§ Exercise
Copy out every line of the records below, including each line that begins "Annotation guideline:". Multiply every bounding box coordinate by 0.9 and round each result to a whole number, rounding halves up, and leave the pictures out of your answer.

Detection examples:
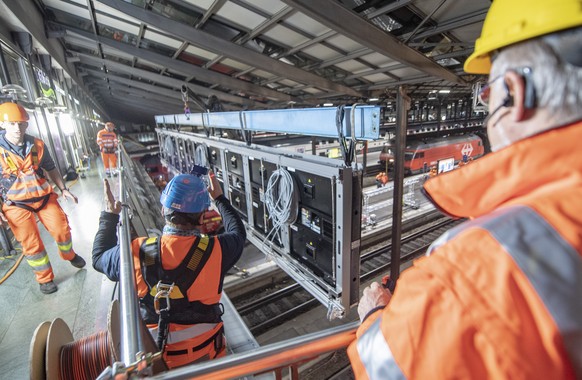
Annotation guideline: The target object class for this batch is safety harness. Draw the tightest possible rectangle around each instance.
[139,235,223,350]
[0,144,50,212]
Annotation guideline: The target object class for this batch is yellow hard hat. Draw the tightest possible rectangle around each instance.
[465,0,582,74]
[0,102,28,122]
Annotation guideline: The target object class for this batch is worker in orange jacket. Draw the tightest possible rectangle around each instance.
[348,0,582,379]
[0,102,85,294]
[93,173,246,368]
[97,121,119,177]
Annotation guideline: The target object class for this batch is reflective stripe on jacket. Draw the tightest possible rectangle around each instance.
[97,129,117,153]
[132,234,222,347]
[0,139,53,202]
[348,123,582,379]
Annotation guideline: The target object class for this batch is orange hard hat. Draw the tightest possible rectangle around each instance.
[0,102,28,123]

§ Final result
Annotation guideline: The target object class for this batch is safety harness. Draw the tightest possible rectangle around each instance.
[125,212,201,315]
[0,130,45,191]
Annotation guideline: The target object class for this batch is yellow hard hat. Draw the tightest possible rectangle around each instance.
[419,0,524,67]
[0,92,25,110]
Annotation guideline: The target object class for this batch is worker in orange jacket. Draw the tightest possible rectangle around each instance.
[313,0,524,341]
[0,92,77,265]
[84,156,221,331]
[87,109,107,159]
Annotation guideline: The target object class for this batch is reflective stripe on jacket. Draw the tightest possible rectangle around each instance.
[87,116,105,138]
[119,211,200,312]
[0,125,48,182]
[313,111,524,341]
Annotation guideline: The target object class for this batch is orange hard hat. Draw the tightest possible rectangle around each instance.
[0,92,25,111]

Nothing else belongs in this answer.